(Records from a dataset)
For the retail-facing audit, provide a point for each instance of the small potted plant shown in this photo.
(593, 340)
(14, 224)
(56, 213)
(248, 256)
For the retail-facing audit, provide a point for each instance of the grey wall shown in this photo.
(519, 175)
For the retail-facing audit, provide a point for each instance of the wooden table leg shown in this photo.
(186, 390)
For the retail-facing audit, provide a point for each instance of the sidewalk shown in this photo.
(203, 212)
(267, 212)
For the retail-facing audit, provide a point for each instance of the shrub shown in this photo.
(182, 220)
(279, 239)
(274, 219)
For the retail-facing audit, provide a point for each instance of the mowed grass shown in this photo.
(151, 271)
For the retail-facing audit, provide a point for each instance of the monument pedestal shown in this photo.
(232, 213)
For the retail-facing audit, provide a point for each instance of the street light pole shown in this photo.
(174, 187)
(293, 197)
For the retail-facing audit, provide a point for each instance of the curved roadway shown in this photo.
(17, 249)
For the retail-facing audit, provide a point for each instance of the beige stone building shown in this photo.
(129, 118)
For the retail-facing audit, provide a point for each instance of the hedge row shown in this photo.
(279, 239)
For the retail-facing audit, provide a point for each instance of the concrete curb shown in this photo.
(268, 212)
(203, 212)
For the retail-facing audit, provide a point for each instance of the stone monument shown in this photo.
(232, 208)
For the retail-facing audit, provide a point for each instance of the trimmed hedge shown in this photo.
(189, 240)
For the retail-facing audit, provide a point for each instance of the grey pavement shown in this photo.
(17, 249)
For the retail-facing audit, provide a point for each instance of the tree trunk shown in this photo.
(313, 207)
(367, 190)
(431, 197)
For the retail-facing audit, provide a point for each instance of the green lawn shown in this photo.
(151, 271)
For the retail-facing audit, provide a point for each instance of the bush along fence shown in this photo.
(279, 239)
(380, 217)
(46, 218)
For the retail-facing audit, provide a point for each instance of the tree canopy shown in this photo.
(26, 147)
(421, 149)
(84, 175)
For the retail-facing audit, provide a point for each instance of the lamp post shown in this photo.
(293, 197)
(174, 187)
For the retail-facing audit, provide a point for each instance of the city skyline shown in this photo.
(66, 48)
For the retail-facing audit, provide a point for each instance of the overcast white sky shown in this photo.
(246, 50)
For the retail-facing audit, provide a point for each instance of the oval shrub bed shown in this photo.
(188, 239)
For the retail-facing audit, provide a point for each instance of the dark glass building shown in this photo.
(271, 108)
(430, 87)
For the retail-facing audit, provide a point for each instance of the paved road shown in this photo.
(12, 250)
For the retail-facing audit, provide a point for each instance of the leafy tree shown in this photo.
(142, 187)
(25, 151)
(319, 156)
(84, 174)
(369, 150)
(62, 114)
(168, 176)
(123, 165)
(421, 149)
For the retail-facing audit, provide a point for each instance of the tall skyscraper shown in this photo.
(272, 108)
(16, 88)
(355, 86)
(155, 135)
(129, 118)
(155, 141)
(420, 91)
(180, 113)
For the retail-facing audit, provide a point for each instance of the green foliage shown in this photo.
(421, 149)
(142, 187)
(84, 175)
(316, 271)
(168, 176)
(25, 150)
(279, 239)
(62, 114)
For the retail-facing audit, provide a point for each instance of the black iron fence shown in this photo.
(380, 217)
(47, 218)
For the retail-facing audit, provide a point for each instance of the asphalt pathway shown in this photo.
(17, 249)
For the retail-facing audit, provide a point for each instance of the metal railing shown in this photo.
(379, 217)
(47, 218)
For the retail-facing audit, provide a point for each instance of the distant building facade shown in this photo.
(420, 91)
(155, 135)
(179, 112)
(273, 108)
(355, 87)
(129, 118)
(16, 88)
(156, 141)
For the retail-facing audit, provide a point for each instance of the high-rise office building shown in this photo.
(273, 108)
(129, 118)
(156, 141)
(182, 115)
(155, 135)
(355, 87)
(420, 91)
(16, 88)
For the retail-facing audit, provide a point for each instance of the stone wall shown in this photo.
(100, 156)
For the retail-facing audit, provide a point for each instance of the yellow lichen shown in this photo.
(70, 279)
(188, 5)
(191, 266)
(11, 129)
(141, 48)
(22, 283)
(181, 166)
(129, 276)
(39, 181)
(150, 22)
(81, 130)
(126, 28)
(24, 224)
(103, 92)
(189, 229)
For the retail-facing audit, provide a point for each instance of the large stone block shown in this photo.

» Work instruction:
Each line of the data is to be output exactly, with none skipped.

» Reply:
For the retail-facing audit, provide a point for each instance of the small potted plant shown in this photo.
(593, 340)
(14, 224)
(56, 213)
(248, 256)
For the retail-facing audit, provide a point for each instance of the grey wall shown in this photo.
(519, 175)
For the retail-facing audit, provide a point for each instance of the wooden table leg shown in this photo.
(186, 390)
For the retail-facing audit, provide a point for each instance of the sidewalk shown in this photo.
(203, 212)
(267, 212)
For the retail-facing audit, provide a point for each instance of the shrub shown in this photo.
(182, 220)
(279, 239)
(274, 219)
For the retail-facing audit, provide a point for each instance of the mowed grass shown in this photo.
(151, 271)
For the retail-facing audit, provide a point for each instance of the monument pedestal shown in this photo.
(232, 213)
For the retail-facing audit, provide a point for each instance of the street light pole shown in this photo.
(174, 187)
(293, 197)
For the retail-facing audit, provide a point for each instance of the curved roadway shown in this photo.
(17, 249)
For the retail-facing audit, provide a point for each instance of the beige stone building shown in this photo.
(129, 118)
For the retail-facing audit, provide a point for each instance of the hedge row shown in this photo.
(279, 239)
For the retail-facing audit, provide a point for each instance of the concrete curb shown in this photo.
(268, 212)
(203, 212)
For the retail-facing audit, provide a point for each instance of the stone monument shown in this photo.
(232, 208)
For the retail-facing audit, provide a point for each instance of the trimmed hedge shown in this photo.
(189, 240)
For the retail-facing audit, provide a point for each instance of the grey pavement shown in this photo.
(17, 249)
For the retail-facing audit, provide a point for each instance of the tree trunk shown in this photo.
(313, 207)
(367, 190)
(431, 197)
For the retail-facing audit, provide a point for each instance of the green lawn shown in this photo.
(151, 271)
For the retail-facing audit, provide a point for each instance of the bush along fence shown in this photo.
(279, 239)
(380, 217)
(46, 218)
For the retail-facing audit, provide a point for each instance of the tree canopy shown in this photo.
(26, 147)
(421, 149)
(84, 175)
For the retail-facing audit, provide a point for each instance of the lamp post shown in this photo.
(293, 197)
(174, 187)
For the retail-facing audit, provide a point for each instance of the city skyline shown in this photo.
(66, 48)
For the retail-facing audit, provide a point for each instance of the overcast white sky shown in this photo.
(246, 50)
For the retail-facing audit, provide a point for each instance of the oval shrub bed shown in this photo.
(188, 239)
For the retail-facing audit, provide a point for each instance of the dark glass building shown in this photo.
(271, 108)
(430, 87)
For the retail-facing audit, provide a point for each instance of the paved road shown in this photo.
(12, 250)
For the retail-facing audit, provide a point for each instance of the leafy tree shown in this photo.
(142, 187)
(25, 151)
(319, 156)
(84, 174)
(369, 150)
(62, 114)
(168, 176)
(123, 165)
(421, 149)
For the retail-facing audit, provide a point for each instance of the tall skyscraper shown in this photo.
(272, 108)
(16, 88)
(355, 86)
(155, 135)
(129, 118)
(155, 141)
(420, 91)
(180, 113)
For the retail-facing audit, provide a point for each instance of the green foliage shown in this photo.
(421, 149)
(142, 187)
(84, 175)
(316, 271)
(168, 176)
(25, 150)
(279, 239)
(62, 114)
For the retail-facing audit, provide a point for each instance of the black iron fence shown in this photo.
(380, 217)
(47, 218)
For the retail-facing audit, provide a point for each instance of the asphalt pathway shown in this photo.
(17, 249)
For the retail-facing audit, provide a point for each instance of the metal railing shown in this photo.
(379, 217)
(47, 218)
For the retail-facing audit, provide a point for each instance of the distant building facade shown in this photo.
(420, 91)
(155, 135)
(179, 112)
(273, 108)
(355, 87)
(129, 118)
(16, 88)
(156, 141)
For the retail-facing audit, provide a point for each instance of the high-rise office building shown in this photo.
(273, 108)
(129, 118)
(156, 141)
(182, 115)
(155, 135)
(355, 87)
(420, 91)
(16, 88)
For the retail-facing audit, provide a point for each instance of the stone wall shown in this photo.
(100, 156)
For the retail-facing audit, provide a point for each instance of the yellow lichen shown in this photo.
(70, 279)
(188, 5)
(191, 266)
(11, 129)
(141, 48)
(22, 283)
(181, 166)
(129, 276)
(39, 181)
(150, 22)
(81, 130)
(126, 28)
(24, 224)
(103, 92)
(189, 229)
For the retail-facing audit, provide a point for each instance of the large stone block shown in this photo.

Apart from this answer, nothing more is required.